"""

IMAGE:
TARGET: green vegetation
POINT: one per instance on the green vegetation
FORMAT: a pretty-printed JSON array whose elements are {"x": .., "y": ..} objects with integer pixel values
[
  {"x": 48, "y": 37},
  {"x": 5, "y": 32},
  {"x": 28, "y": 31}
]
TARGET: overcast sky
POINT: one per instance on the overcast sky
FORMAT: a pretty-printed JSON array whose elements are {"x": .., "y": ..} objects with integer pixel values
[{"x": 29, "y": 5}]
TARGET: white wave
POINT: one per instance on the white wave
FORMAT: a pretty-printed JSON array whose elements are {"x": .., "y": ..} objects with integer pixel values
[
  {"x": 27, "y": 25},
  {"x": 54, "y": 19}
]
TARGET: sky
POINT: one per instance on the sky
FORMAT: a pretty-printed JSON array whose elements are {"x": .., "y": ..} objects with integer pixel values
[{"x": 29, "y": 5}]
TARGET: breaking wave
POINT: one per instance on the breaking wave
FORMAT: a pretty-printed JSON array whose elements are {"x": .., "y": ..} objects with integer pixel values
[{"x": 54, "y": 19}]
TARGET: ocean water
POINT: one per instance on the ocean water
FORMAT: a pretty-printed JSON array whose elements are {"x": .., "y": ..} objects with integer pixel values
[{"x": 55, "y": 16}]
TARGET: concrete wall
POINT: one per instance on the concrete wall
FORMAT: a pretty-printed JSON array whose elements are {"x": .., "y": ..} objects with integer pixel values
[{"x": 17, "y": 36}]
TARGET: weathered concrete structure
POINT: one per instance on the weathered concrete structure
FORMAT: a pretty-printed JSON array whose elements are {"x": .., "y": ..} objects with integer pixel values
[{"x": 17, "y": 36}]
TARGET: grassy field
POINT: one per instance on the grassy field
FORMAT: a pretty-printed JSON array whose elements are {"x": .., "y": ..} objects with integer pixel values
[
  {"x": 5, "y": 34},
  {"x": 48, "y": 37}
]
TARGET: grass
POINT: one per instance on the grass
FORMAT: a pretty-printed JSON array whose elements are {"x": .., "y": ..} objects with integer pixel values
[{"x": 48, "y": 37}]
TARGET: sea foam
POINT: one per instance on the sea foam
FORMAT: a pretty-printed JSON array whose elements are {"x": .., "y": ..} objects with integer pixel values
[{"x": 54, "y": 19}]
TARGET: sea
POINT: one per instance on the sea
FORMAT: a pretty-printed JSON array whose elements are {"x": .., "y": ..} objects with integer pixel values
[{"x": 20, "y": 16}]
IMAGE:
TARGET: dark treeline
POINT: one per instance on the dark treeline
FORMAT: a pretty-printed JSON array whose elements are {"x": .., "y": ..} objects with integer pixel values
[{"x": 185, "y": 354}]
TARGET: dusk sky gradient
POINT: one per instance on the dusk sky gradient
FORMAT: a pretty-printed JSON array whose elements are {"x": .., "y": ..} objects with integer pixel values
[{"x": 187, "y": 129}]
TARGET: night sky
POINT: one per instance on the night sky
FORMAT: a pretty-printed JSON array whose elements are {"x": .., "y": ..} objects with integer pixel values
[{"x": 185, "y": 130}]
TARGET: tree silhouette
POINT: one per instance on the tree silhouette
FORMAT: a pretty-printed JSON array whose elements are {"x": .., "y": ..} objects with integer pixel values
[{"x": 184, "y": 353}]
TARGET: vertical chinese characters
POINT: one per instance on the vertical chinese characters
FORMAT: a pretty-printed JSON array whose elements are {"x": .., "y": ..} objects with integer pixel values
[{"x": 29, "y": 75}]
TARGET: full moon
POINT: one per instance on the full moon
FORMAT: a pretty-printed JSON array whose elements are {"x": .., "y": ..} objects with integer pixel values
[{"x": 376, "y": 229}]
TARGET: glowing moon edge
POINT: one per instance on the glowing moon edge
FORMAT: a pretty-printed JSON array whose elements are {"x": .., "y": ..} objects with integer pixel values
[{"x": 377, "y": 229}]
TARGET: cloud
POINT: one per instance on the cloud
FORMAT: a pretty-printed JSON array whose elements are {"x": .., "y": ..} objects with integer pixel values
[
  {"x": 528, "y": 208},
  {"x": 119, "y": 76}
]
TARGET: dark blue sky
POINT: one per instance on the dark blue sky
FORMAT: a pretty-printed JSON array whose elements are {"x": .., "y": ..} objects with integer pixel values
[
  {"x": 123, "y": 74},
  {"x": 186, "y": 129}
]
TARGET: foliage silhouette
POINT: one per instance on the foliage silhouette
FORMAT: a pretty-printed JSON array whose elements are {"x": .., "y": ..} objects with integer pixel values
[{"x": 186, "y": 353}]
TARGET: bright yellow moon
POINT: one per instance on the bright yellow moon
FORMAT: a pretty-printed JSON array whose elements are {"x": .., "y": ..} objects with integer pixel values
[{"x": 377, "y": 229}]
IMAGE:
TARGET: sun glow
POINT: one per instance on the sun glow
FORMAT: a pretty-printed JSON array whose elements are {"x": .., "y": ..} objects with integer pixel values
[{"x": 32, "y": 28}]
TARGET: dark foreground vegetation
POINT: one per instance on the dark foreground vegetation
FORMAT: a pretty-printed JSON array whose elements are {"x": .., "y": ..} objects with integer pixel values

"""

- _Request_: Copy all of the material word for word.

- _Expected output_:
IMAGE:
TARGET: green vegetation
POINT: one per instance on the green vegetation
FORMAT: a pretty-printed JSON array whose elements are {"x": .., "y": ..} objects with integer pixel values
[
  {"x": 48, "y": 37},
  {"x": 5, "y": 32},
  {"x": 28, "y": 31}
]
TARGET: overcast sky
POINT: one per instance on the overcast sky
FORMAT: a pretty-printed JSON array whose elements are {"x": .., "y": ..} objects with integer pixel values
[{"x": 29, "y": 5}]
TARGET: white wave
POINT: one per instance on the white wave
FORMAT: a pretty-printed JSON array whose elements are {"x": .., "y": ..} objects with integer pixel values
[
  {"x": 27, "y": 25},
  {"x": 54, "y": 19}
]
TARGET: sky
POINT: one per instance on the sky
FORMAT: a pretty-printed JSON array whose elements are {"x": .., "y": ..} objects with integer pixel values
[{"x": 29, "y": 5}]
TARGET: breaking wave
POINT: one per instance on the breaking wave
FORMAT: a pretty-printed JSON array whose elements are {"x": .., "y": ..} objects with integer pixel values
[{"x": 54, "y": 19}]
TARGET: ocean water
POINT: one per instance on the ocean water
FORMAT: a pretty-printed JSON array whose elements are {"x": .., "y": ..} objects with integer pixel values
[{"x": 55, "y": 16}]
TARGET: concrete wall
POINT: one per instance on the concrete wall
FORMAT: a pretty-printed JSON array whose elements are {"x": .., "y": ..} objects with integer pixel values
[{"x": 17, "y": 36}]
TARGET: weathered concrete structure
POINT: one per instance on the weathered concrete structure
FORMAT: a pretty-printed JSON array whose elements are {"x": .., "y": ..} objects with integer pixel values
[{"x": 17, "y": 36}]
TARGET: grassy field
POINT: one per instance on the grassy field
FORMAT: a pretty-printed JSON array whose elements are {"x": .., "y": ..} objects with integer pixel values
[
  {"x": 5, "y": 34},
  {"x": 48, "y": 37}
]
TARGET: grass
POINT: one per instance on the grass
FORMAT: a pretty-printed JSON array whose elements are {"x": .., "y": ..} objects with integer pixel values
[{"x": 48, "y": 37}]
TARGET: sea foam
POINT: one per instance on the sea foam
FORMAT: a pretty-printed JSON array whose elements are {"x": .., "y": ..} objects with integer pixel values
[{"x": 54, "y": 19}]
TARGET: sea
POINT: one per instance on the sea
FORMAT: a pretty-printed JSON array whose elements are {"x": .., "y": ..} objects with integer pixel values
[{"x": 20, "y": 16}]
IMAGE:
TARGET: dark treeline
POINT: one per instance on the dark treeline
FORMAT: a pretty-printed JSON array whose elements are {"x": .., "y": ..} objects with integer pixel values
[{"x": 185, "y": 354}]
TARGET: dusk sky gradient
POINT: one per instance on the dusk sky gradient
FORMAT: a pretty-printed JSON array whose elements are {"x": .., "y": ..} objects with integer pixel values
[{"x": 187, "y": 129}]
TARGET: night sky
POINT: one per instance on the night sky
FORMAT: a pretty-printed JSON array whose elements are {"x": .., "y": ..} objects with integer pixel values
[{"x": 185, "y": 130}]
TARGET: tree silhouette
POINT: one per instance on the tree silhouette
FORMAT: a pretty-printed JSON array whose elements are {"x": .., "y": ..} objects with integer pixel values
[{"x": 184, "y": 353}]
TARGET: vertical chinese characters
POINT: one per instance on the vertical chinese characters
FORMAT: a pretty-printed JSON array whose elements are {"x": .., "y": ..} objects with integer pixel values
[{"x": 29, "y": 75}]
TARGET: full moon
POINT: one per instance on the full moon
FORMAT: a pretty-printed JSON array whose elements are {"x": .., "y": ..} objects with integer pixel values
[{"x": 376, "y": 229}]
TARGET: glowing moon edge
POINT: one per instance on the glowing moon edge
FORMAT: a pretty-printed JSON array whose elements are {"x": .., "y": ..} objects with integer pixel values
[{"x": 377, "y": 229}]
TARGET: cloud
POINT: one per instance on the cloud
FORMAT: a pretty-printed JSON array whose elements are {"x": .., "y": ..} objects with integer pixel values
[
  {"x": 528, "y": 208},
  {"x": 119, "y": 76}
]
TARGET: dark blue sky
POINT: one per instance on the dark blue sky
FORMAT: a pretty-printed JSON array whose elements are {"x": .., "y": ..} objects with integer pixel values
[
  {"x": 123, "y": 74},
  {"x": 186, "y": 129}
]
TARGET: foliage silhouette
POINT: one per instance on the foliage silhouette
FORMAT: a pretty-printed JSON array whose elements are {"x": .., "y": ..} objects with integer pixel values
[{"x": 186, "y": 353}]
TARGET: bright yellow moon
POINT: one per instance on the bright yellow moon
FORMAT: a pretty-printed JSON array whose elements are {"x": .., "y": ..} objects with integer pixel values
[{"x": 377, "y": 229}]
IMAGE:
TARGET: sun glow
POINT: one per instance on the sun glow
FORMAT: a pretty-printed JSON array whose elements are {"x": .., "y": ..} objects with integer pixel values
[{"x": 32, "y": 28}]
TARGET: dark foreground vegetation
POINT: one per instance on the dark foreground vegetation
FORMAT: a pretty-printed JSON array whose elements are {"x": .., "y": ..} objects with integer pixel values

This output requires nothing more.